**PROBLEMS AND TASKS**
• a. According to the art history faculty profiles, from which university and in what year did Molly Emma Aitken receive her Ph.D.?
• b. Write the next part of the art history faculty profiles, picking up after their final sentence.

**TEXT EXCERPT**
Molly Emma Aitken

Associate Professor
Art History

212.650.7413
CG-109B
maitken@ccny.cuny.edu 

Molly Emma Aitken is a specialist in Asian art history, in particular the arts of South Asia. She received her Ph.D. from Columbia University in 2001 with a concentration on the art of South Asia. She has curated traveling exhibitions on South Asian jewelry and contemporary folk quilts, and has published numerous articles on Mughal and Rajput painting. Aitken received CAA’s Charles Rufus Morey book award in 2011 and the AAS Ananda Kentish Coomaraswamy Book Prize in 2012 for her book The Intelligence of Tradition in Rajput Court Painting (New Haven: Yale University Press, 2010). Currently focused on the late 16th and early 17th centuries, she is looking at Mughal receptions of Rajput court arts in the context of social pleasure.

Joshua I. Cohen

Assistant Professor
Art History

212.650.6923
CG-M258A
jcohen2@ccny.cuny.edu 

Joshua I. Cohen (Ph.D., Columbia University, 2014) is an art historian specializing in 20th-century Francophone West Africa, Southern Africa, and connections to Europe and the US. His writing has appeared in The Art Bulletin, African Arts, The Journal of Black Studies, and The Burlington Magazine. He teaches courses in African and global modernisms; the Harlem Renaissance; histories of portraiture; and postcolonialism and contemporary art. He also regularly teaches Art 10000, Introduction to the Visual Arts of the World.

Ellen Handy

Associate Professor
Art History

212.650.7431
SH-303C
ehandy@ccny.cuny.edu 

Ellen Handy is a historian, curator and critic of photography and modern art. She teachers courses in the history of photography, art of the United States, art criticism, and research methods in art history. Previously, she was Executive Curator of Visual Collections at the Harry Ransom Humanities Research Center of the University of Texas, Curator of Collections and Exhibitions at the International Center of Photography, Senior Research Assistant in the Department of Photographs at the Metropolitan Museum of Art, and a regular columnist for Arts Magazine. She received her PhD from the Department of Art and Archaeology at Princeton University, and her BA from Barnard College of Columbia University. Her research interest include landscape and urban imagery in photography and other mediums, intersections of art and science in 19th century photography, women and photography, connoisseurship in photography, printed ephemera, and early modernism in visual and literary culture in the United States.

**COLLECTED DATA**
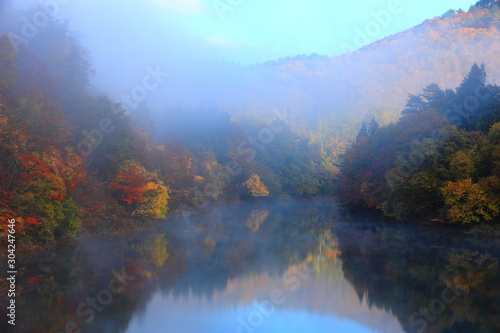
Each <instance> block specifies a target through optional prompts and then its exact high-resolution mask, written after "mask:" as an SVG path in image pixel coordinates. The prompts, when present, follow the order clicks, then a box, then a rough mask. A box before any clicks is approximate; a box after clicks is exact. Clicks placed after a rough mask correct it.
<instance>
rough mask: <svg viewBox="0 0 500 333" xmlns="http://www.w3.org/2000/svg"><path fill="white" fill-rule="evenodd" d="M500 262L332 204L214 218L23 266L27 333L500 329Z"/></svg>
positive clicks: (17, 322) (420, 233) (52, 254)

**ANSWERS GIVEN**
• a. Columbia University, in 2001.

• b.
Anna Indych-López

Professor
Art History

212.650.5163
CG-251
aindych@ccny.cuny.edu 

Anna Indych-López specializes in the modern art of Latin America, specifically Mexico. She received her Ph.D. from the Institute of Fine Arts of New York University in 2003. Her work focuses on exhibition culture, cross-cultural perceptions, reception analysis, and the relationship between art and politics. A frequent contributor to exhibition catalogues on Modern Mexican and Latin American art, she has also published on contemporary Latino/a artists. She received the College Art Association’s Wyeth Foundation for American Art Publication Grant for her book Muralism without Walls: Rivera, Orozco and Siqueiros in the United States, 1927-1940 published by the University of Pittsburgh Press in 2009 and is co-author (with Leah Dickerman) of Diego Rivera: Murals for The Museum of Modern Art published by MoMA in 2011.

Abby Kornfeld

Assistant Professor
Art History

212.650.7413
CG-109B
akornfeld@ccny.cuny.edu

Abby Kornfeld specializes in medieval art and architecture. She holds a joint appointment with the program of Jewish Studies in the Department of Foreign Languages and Literature. She received her Ph.D. from the Institute of Fine Arts of New York University in 2013. Her work focuses on the intersections between Jewish, Christian, and Islamic art across the medieval Mediterranean. Her forthcoming book resituates three Hebrew illuminated manuscripts within the broader context of medieval art in late fourteenth century Spain. Her research has won the support of the Metropolitan Museum of Art, the Memorial Foundation for Jewish Culture, and the Wexner Foundation. In addition, she curated an exhibition at the J. Paul Getty Museum in Los Angeles on the eventful and often tumultuous lives of medieval manuscripts after the rise of the printing presses.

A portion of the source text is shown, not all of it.